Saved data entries
══════

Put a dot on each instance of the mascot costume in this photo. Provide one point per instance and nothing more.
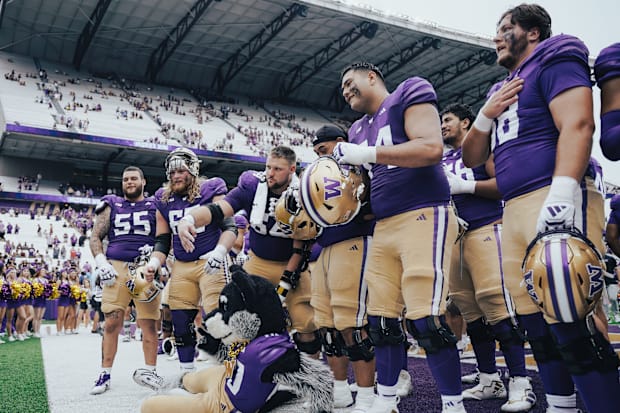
(248, 333)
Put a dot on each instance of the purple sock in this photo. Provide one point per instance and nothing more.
(484, 345)
(183, 324)
(445, 364)
(514, 352)
(554, 375)
(599, 390)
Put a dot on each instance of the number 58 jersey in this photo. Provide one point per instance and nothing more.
(132, 224)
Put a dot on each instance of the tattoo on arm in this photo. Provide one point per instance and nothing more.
(100, 231)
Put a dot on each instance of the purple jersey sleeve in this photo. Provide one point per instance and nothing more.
(266, 238)
(386, 128)
(607, 65)
(177, 206)
(132, 225)
(476, 210)
(524, 137)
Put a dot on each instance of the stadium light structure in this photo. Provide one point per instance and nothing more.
(88, 32)
(238, 60)
(169, 44)
(313, 64)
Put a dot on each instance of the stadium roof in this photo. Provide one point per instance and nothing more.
(270, 49)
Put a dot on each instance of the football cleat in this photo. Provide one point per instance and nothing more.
(383, 405)
(148, 378)
(521, 397)
(102, 384)
(403, 385)
(473, 378)
(342, 396)
(490, 387)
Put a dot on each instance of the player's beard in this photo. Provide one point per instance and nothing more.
(183, 186)
(517, 46)
(135, 194)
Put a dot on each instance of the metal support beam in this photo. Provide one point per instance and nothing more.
(174, 38)
(88, 32)
(391, 65)
(311, 66)
(447, 74)
(235, 63)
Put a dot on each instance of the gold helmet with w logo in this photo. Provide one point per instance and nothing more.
(138, 287)
(330, 194)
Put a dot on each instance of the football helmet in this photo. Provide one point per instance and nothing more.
(331, 194)
(137, 285)
(563, 274)
(292, 217)
(182, 158)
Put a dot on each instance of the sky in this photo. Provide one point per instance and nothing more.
(596, 22)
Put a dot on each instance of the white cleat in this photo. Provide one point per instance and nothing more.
(490, 387)
(521, 397)
(102, 384)
(383, 405)
(148, 378)
(342, 396)
(453, 407)
(404, 387)
(473, 378)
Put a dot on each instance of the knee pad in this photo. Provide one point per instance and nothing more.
(166, 326)
(610, 134)
(386, 331)
(332, 341)
(480, 332)
(589, 352)
(362, 348)
(309, 347)
(544, 348)
(432, 333)
(512, 337)
(184, 330)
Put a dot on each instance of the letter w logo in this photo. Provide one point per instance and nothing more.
(332, 188)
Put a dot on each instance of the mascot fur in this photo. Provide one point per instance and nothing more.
(248, 333)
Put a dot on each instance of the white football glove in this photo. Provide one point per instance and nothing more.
(215, 259)
(106, 272)
(558, 210)
(459, 185)
(352, 154)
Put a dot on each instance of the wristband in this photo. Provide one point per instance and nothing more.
(189, 218)
(482, 123)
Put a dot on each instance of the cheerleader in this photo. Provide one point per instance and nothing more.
(39, 286)
(64, 303)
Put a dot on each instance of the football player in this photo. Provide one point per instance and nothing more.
(274, 254)
(538, 123)
(476, 283)
(399, 140)
(128, 223)
(189, 285)
(339, 295)
(607, 73)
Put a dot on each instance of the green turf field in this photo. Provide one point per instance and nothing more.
(22, 379)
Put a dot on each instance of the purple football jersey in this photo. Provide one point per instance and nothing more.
(524, 138)
(614, 215)
(245, 389)
(394, 190)
(132, 225)
(607, 65)
(177, 206)
(476, 210)
(268, 240)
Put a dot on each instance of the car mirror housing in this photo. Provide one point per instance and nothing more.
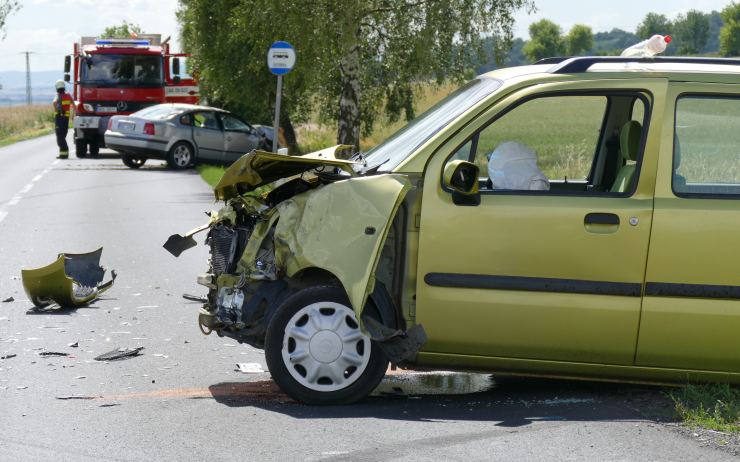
(462, 178)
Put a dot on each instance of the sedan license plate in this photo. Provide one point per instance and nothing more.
(126, 126)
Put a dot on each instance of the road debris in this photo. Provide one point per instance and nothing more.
(71, 281)
(119, 354)
(52, 353)
(249, 368)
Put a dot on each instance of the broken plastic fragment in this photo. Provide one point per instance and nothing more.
(72, 280)
(119, 353)
(249, 368)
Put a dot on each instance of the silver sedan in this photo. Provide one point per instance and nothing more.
(184, 134)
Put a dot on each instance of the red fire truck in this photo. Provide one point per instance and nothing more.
(120, 76)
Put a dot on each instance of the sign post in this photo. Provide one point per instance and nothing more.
(280, 60)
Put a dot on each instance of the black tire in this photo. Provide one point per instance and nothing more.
(352, 385)
(80, 148)
(132, 161)
(181, 156)
(94, 148)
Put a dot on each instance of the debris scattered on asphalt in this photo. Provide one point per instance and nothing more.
(119, 353)
(249, 368)
(52, 353)
(195, 298)
(72, 280)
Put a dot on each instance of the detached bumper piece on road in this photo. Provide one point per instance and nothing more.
(73, 280)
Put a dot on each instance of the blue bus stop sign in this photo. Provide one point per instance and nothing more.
(281, 58)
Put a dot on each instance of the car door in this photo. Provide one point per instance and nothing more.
(239, 137)
(208, 136)
(691, 312)
(552, 274)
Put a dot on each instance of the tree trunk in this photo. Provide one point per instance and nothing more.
(349, 101)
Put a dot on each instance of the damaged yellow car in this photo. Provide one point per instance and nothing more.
(573, 218)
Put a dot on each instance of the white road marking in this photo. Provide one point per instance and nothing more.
(17, 198)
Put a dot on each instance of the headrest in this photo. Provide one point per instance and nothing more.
(629, 139)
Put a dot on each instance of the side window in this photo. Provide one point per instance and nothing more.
(205, 120)
(547, 143)
(705, 148)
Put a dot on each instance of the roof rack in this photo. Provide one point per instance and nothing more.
(571, 65)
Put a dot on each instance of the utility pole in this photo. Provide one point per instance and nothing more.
(28, 76)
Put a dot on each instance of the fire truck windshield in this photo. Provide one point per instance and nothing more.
(108, 70)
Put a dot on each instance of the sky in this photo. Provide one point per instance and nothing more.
(50, 27)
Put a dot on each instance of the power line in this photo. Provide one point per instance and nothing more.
(28, 76)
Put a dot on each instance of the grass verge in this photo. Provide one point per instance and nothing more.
(18, 123)
(715, 406)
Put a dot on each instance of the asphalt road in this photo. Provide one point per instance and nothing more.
(182, 399)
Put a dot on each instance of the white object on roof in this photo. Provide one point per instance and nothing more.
(650, 47)
(513, 165)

══════

GOAL |
Print all of the data above verbatim, from start to finish, but omit the pictures.

RESULT |
Put a dot on each instance of the mascot costume in this photo. Provide one point per instance and nothing more.
(248, 333)
Put a dot on each instance of the purple sock in this photo. Provide one point per instance and nothing more.
(484, 345)
(183, 324)
(445, 364)
(514, 352)
(554, 375)
(599, 390)
Put a dot on each instance of the number 58 jersey in this photo. Provide one point per instance and nothing more.
(132, 224)
Put a dot on each instance of the tattoo on arm in this photo. Provide one point per instance and nothing more.
(100, 231)
Put a dot on each instance of the purple jersey sleeve in this photo. Provide one point per instance and nothing more.
(266, 238)
(386, 128)
(607, 65)
(177, 206)
(132, 225)
(476, 210)
(524, 137)
Put a dot on each instance of the stadium light structure in this photo. Provide one point per instance and nothing more.
(88, 32)
(238, 60)
(169, 44)
(313, 64)
Put a dot on each instance of the stadium roof in this photo. Provide one point per instance and nothing more.
(270, 49)
Put a dot on each instance of the football cleat in this photo. Provide one point per instance and nothing more.
(383, 405)
(148, 378)
(521, 397)
(102, 384)
(403, 385)
(473, 378)
(342, 396)
(490, 387)
Put a dot on each instance of the player's beard in this photo. Provide one point per instance and nothing more.
(183, 186)
(517, 46)
(135, 194)
Put a dot on each instance of the metal support beam in this photo. Provide one point per instance and nothing more.
(174, 38)
(88, 32)
(391, 65)
(311, 66)
(447, 74)
(235, 63)
Put a dot on each instance of the gold helmet with w logo in this photo. Provide one point per instance and nothing more.
(138, 287)
(330, 194)
Put a dot on each instance of the football helmet in this photo. Provide one point per instance and nothing more.
(331, 194)
(137, 285)
(563, 274)
(292, 217)
(182, 158)
Put a dot on each instance of the sky in this photo. Provide one point per instance and nothing more.
(596, 22)
Put a dot on each instance of the white cleat in this photo. Provide one point per instance and nothing more.
(490, 387)
(521, 397)
(102, 384)
(383, 405)
(148, 378)
(342, 396)
(453, 407)
(404, 387)
(473, 378)
Put a dot on each instance of the knee pad in this photo. Provide one point per instance and nothing more.
(166, 326)
(610, 134)
(386, 331)
(332, 341)
(480, 332)
(589, 352)
(362, 348)
(309, 347)
(544, 348)
(432, 333)
(512, 337)
(184, 330)
Put a dot on each instance of the letter w logo in this photo. Provide one point per instance and nothing more.
(332, 188)
Put a dot on each instance of the mascot fur in this photo. Provide one point per instance and nothing more.
(248, 333)
Put a dot on each instance of the white football glove in this photo. Provide one point per instance and nothing more.
(215, 259)
(106, 272)
(558, 210)
(459, 185)
(352, 154)
Put a dot on each instance of the wristband in this photo. Provide one point per instance and nothing more.
(189, 218)
(482, 123)
Put a dot on each instance of the cheerleader in this photo. Provide one point per instance and nothing more.
(39, 286)
(64, 303)
Put a dot on each instance of the football player in this photo. Provide one point per instance and nothing more.
(274, 254)
(538, 123)
(476, 283)
(399, 140)
(128, 223)
(189, 285)
(339, 295)
(607, 73)
Put a dot on each instance of the green turf field in this photo. Provide one point per instance and nothing more.
(22, 379)
Put a dot on each instance of the purple football jersey in this photo. Provide one point per instance and nothing more.
(524, 138)
(614, 215)
(245, 389)
(394, 190)
(132, 225)
(607, 65)
(177, 206)
(476, 210)
(268, 240)
Put a dot on each instance of the car mirror housing in this photo. Provide one point per instance and nothing more.
(462, 178)
Put a dot on each instance of the sedan license plate in this photo. Provide one point per instance and nothing more.
(126, 126)
Put a dot on each instance of the road debris in this photo. Provide one point per instance and nothing more.
(71, 281)
(119, 354)
(52, 353)
(249, 368)
Put a dot on each instance of the broken plastic fragment in this photo. Provide one point per instance and nothing more.
(72, 280)
(119, 353)
(249, 368)
Put a dot on each instance of the silver sedan in this photo. Provide one point per instance and nothing more.
(184, 134)
Put a dot on each instance of the red fire truck in this photo. Provide one point per instance and nothing more.
(120, 76)
Put a dot on each instance of the sign post in this photo. Provide one point per instance and nothing more.
(280, 60)
Put a dot on each instance of the black tire in this photo. Provide one point per instance and nothing more.
(352, 385)
(80, 148)
(132, 161)
(181, 156)
(94, 148)
Put a dot on each instance of the debris scattered on asphalt in this photo. Provide one point per instance and nothing more.
(119, 353)
(249, 368)
(52, 353)
(195, 298)
(72, 280)
Put a dot on each instance of the detached bumper piece on road in this photo. Provide one point per instance and nothing more.
(73, 280)
Put a dot on each instance of the blue bus stop sign in this photo. Provide one point per instance and nothing more.
(281, 58)
Put a dot on each instance of the car door in this photo. Provide one point per instance and nothing more.
(239, 137)
(208, 136)
(691, 312)
(552, 274)
Put a dot on each instance of the tree trunk in this photo. Provide one point per instance and nothing more.
(349, 101)
Put a dot on each instance of the damaged yellow car in this photo. Provide one point per instance and nothing more.
(573, 218)
Put a dot on each instance of the white road marking in this photo. Provide one point per instance and nothing more.
(17, 198)
Put a dot on each instance of the headrest in this photo. Provide one point per instance and nothing more.
(629, 139)
Put a dot on each instance of the side window in this photo. Provide one point per instance and nothing more.
(205, 120)
(547, 143)
(705, 148)
Put a dot on each instance of the roof rack in this photo. Provide one point per instance and nothing more.
(571, 65)
Put a dot on each instance of the utility pole in this photo. Provide one point per instance and nothing more.
(28, 76)
Put a dot on each instance of the fire truck windshield in this photo. Provide one point per instance and nothing more.
(108, 70)
Put a dot on each instance of the sky in this photo. Provide one point per instance and nothing more.
(50, 27)
Put a dot on each instance of the power line in this photo. Provide one point per instance and nothing more.
(28, 76)
Put a dot on each instance of the grass verge in this photo. Provide one point per instance and nothing more.
(18, 123)
(715, 406)
Put a dot on each instance of the asphalt road in this photo. Provide one point per instance and nothing more.
(182, 399)
Put a dot on each instance of the white object on roof in this photo. Provide one point per instance and nothing more.
(650, 47)
(513, 165)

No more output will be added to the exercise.